# PROBLEM TO SOLVE
Please print the lines below word for word, starting with the line that contains "Where can the blue poster" and continuing through the final line, with both of those lines included.

Object position labeling entries:
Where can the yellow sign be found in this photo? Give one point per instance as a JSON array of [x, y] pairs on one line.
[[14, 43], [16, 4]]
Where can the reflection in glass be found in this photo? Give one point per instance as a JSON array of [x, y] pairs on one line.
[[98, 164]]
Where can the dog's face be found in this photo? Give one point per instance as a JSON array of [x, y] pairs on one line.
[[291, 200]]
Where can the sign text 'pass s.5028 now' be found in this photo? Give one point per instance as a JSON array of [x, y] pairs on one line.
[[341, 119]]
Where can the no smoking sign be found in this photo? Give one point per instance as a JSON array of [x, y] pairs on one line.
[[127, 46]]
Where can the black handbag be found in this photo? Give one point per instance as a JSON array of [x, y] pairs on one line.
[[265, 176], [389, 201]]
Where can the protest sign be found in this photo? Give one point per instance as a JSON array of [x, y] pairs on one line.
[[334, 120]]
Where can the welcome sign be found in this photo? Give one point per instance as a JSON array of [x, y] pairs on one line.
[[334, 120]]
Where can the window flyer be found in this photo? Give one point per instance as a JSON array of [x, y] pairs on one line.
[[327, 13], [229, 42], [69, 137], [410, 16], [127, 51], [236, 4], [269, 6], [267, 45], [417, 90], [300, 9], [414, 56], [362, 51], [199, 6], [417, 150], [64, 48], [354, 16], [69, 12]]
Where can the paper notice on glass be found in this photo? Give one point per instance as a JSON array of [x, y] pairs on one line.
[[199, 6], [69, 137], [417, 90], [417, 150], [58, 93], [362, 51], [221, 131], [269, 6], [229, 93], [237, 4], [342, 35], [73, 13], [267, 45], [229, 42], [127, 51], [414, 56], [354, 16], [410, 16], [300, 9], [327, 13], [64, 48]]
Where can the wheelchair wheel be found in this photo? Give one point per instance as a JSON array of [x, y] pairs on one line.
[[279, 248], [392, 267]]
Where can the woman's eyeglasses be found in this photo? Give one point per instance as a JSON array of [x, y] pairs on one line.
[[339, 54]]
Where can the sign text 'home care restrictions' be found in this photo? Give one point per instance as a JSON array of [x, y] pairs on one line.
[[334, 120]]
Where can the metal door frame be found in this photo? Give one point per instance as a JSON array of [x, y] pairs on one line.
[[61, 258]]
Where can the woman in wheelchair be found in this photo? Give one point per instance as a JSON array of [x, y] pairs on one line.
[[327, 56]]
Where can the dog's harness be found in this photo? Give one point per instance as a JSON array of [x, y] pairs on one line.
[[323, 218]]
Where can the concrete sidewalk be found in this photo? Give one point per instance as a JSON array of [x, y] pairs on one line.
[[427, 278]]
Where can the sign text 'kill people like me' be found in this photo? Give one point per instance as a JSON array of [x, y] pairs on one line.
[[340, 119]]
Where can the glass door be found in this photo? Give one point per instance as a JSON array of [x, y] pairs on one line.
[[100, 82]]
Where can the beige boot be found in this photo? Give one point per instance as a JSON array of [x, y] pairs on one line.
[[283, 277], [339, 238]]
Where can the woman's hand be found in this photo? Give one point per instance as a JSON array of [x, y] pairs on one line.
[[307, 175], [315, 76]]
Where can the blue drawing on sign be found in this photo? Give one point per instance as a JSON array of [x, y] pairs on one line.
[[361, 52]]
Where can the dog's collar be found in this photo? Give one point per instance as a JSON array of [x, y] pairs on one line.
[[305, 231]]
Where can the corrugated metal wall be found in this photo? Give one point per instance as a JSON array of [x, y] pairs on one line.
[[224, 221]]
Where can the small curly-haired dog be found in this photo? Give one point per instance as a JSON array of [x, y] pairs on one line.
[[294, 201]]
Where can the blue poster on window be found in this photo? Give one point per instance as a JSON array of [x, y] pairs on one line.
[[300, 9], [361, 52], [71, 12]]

# RESPONSE TO THE TASK
Where can the blue poster on window be found in this photo? Give one point per instance as a JSON array of [x, y] pairs on one line.
[[300, 9], [361, 52], [71, 12]]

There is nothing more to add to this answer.